§ **DATA FOR THE TASK**
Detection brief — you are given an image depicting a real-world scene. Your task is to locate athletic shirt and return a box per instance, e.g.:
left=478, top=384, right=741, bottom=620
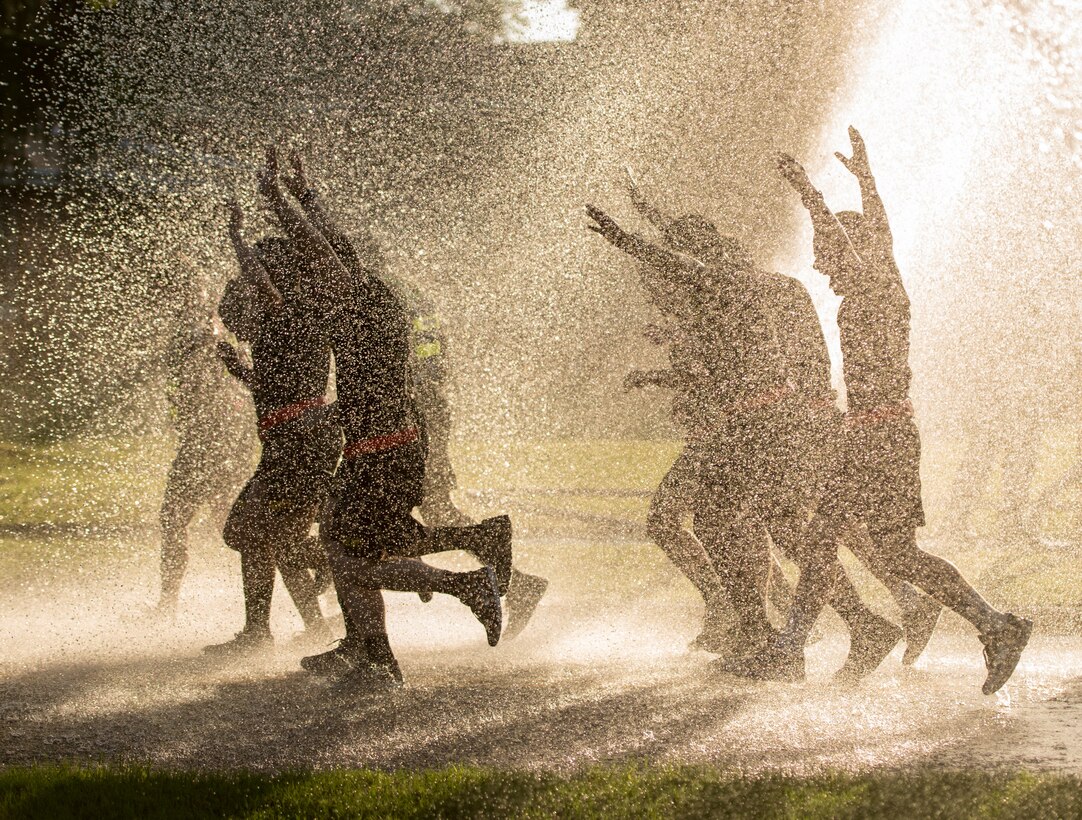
left=219, top=280, right=331, bottom=419
left=837, top=266, right=912, bottom=412
left=329, top=274, right=415, bottom=441
left=166, top=320, right=248, bottom=439
left=757, top=271, right=834, bottom=402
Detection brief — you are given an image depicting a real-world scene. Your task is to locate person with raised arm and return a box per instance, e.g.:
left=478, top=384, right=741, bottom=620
left=201, top=201, right=338, bottom=655
left=754, top=131, right=1032, bottom=694
left=257, top=147, right=505, bottom=687
left=626, top=169, right=941, bottom=673
left=280, top=151, right=547, bottom=639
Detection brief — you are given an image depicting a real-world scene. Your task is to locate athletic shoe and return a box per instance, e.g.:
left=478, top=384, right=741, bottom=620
left=714, top=641, right=805, bottom=683
left=901, top=595, right=941, bottom=666
left=458, top=567, right=503, bottom=646
left=980, top=613, right=1034, bottom=695
left=301, top=639, right=365, bottom=677
left=837, top=615, right=902, bottom=681
left=203, top=628, right=273, bottom=657
left=471, top=516, right=514, bottom=596
left=503, top=572, right=549, bottom=641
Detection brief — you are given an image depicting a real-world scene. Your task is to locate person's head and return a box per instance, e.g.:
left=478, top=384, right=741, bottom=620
left=253, top=236, right=303, bottom=302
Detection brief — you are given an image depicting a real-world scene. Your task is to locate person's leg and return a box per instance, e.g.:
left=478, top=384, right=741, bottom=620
left=839, top=525, right=940, bottom=665
left=204, top=478, right=275, bottom=653
left=696, top=510, right=773, bottom=652
left=158, top=472, right=198, bottom=613
left=276, top=524, right=328, bottom=632
left=647, top=452, right=730, bottom=645
left=861, top=522, right=1032, bottom=693
left=862, top=524, right=1001, bottom=634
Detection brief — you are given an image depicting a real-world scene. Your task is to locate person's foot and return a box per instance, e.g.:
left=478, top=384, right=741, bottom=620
left=203, top=627, right=273, bottom=657
left=457, top=567, right=503, bottom=646
left=837, top=615, right=902, bottom=681
left=301, top=639, right=365, bottom=677
left=980, top=613, right=1034, bottom=695
left=714, top=640, right=805, bottom=683
left=472, top=516, right=514, bottom=596
left=504, top=571, right=549, bottom=641
left=901, top=594, right=941, bottom=666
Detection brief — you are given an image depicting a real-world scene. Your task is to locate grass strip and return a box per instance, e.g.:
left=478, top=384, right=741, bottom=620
left=1, top=765, right=1080, bottom=819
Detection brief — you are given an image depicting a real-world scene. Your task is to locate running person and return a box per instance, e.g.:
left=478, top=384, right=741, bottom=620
left=283, top=151, right=545, bottom=641
left=257, top=147, right=507, bottom=687
left=156, top=266, right=254, bottom=615
left=400, top=278, right=550, bottom=639
left=202, top=202, right=337, bottom=654
left=755, top=128, right=1031, bottom=694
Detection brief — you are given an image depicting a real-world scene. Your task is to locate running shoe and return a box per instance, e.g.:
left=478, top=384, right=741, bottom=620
left=981, top=613, right=1034, bottom=695
left=458, top=567, right=503, bottom=646
left=203, top=628, right=273, bottom=657
left=504, top=571, right=549, bottom=641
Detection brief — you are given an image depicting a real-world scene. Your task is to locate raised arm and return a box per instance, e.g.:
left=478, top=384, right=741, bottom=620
left=776, top=153, right=864, bottom=277
left=219, top=201, right=280, bottom=341
left=624, top=166, right=671, bottom=234
left=281, top=149, right=385, bottom=278
left=257, top=146, right=356, bottom=302
left=228, top=200, right=281, bottom=307
left=586, top=204, right=704, bottom=278
left=835, top=126, right=892, bottom=246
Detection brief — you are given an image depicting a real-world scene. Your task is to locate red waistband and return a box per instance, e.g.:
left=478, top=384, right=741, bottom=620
left=845, top=398, right=913, bottom=427
left=257, top=396, right=328, bottom=439
left=343, top=427, right=419, bottom=459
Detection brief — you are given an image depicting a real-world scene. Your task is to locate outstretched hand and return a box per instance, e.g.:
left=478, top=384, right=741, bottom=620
left=257, top=145, right=280, bottom=198
left=585, top=204, right=624, bottom=244
left=776, top=152, right=820, bottom=205
left=835, top=125, right=870, bottom=178
left=282, top=148, right=310, bottom=200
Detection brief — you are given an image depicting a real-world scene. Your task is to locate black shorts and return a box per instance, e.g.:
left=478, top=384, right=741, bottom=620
left=223, top=409, right=342, bottom=550
left=320, top=439, right=426, bottom=560
left=818, top=415, right=925, bottom=530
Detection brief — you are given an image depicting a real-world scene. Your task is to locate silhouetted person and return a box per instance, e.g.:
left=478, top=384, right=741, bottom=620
left=156, top=265, right=253, bottom=614
left=258, top=148, right=507, bottom=687
left=758, top=128, right=1031, bottom=695
left=392, top=274, right=549, bottom=640
left=202, top=202, right=337, bottom=654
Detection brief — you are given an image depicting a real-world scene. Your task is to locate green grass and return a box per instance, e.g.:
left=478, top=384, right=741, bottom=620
left=1, top=765, right=1080, bottom=819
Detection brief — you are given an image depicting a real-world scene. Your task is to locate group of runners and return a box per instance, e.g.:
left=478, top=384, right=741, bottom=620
left=157, top=147, right=547, bottom=687
left=155, top=128, right=1032, bottom=694
left=587, top=127, right=1031, bottom=694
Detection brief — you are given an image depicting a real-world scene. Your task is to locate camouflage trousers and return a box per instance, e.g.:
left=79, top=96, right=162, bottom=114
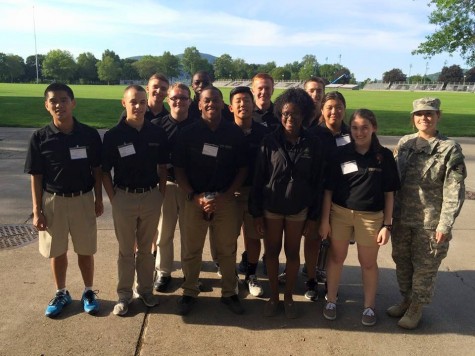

§ **EXERCISE GOAL**
In the copy, include each line from the start of the material through the line with "locate athletic shoe", word for word, but none of the pictures.

§ **ANSWER BELOW**
Detection brief — you are given an image depicting a real-world scene. Your task is to locate athletic shirt and return a box per instance, e.g.:
left=478, top=384, right=741, bottom=620
left=219, top=280, right=331, bottom=419
left=837, top=266, right=912, bottom=412
left=329, top=274, right=415, bottom=441
left=166, top=320, right=248, bottom=439
left=757, top=271, right=834, bottom=402
Detection brief — you are given an image depicting a real-world scene. Your task is to locate person with raised arm and return a box per instance, e.g.:
left=478, top=384, right=741, bottom=620
left=201, top=201, right=338, bottom=655
left=754, top=131, right=1032, bottom=694
left=257, top=147, right=505, bottom=687
left=626, top=169, right=941, bottom=673
left=280, top=151, right=547, bottom=639
Detection brief — you are given an image depicting a real-world scene. Your task is to locate athletic shoe and return a box per instance, e.g.:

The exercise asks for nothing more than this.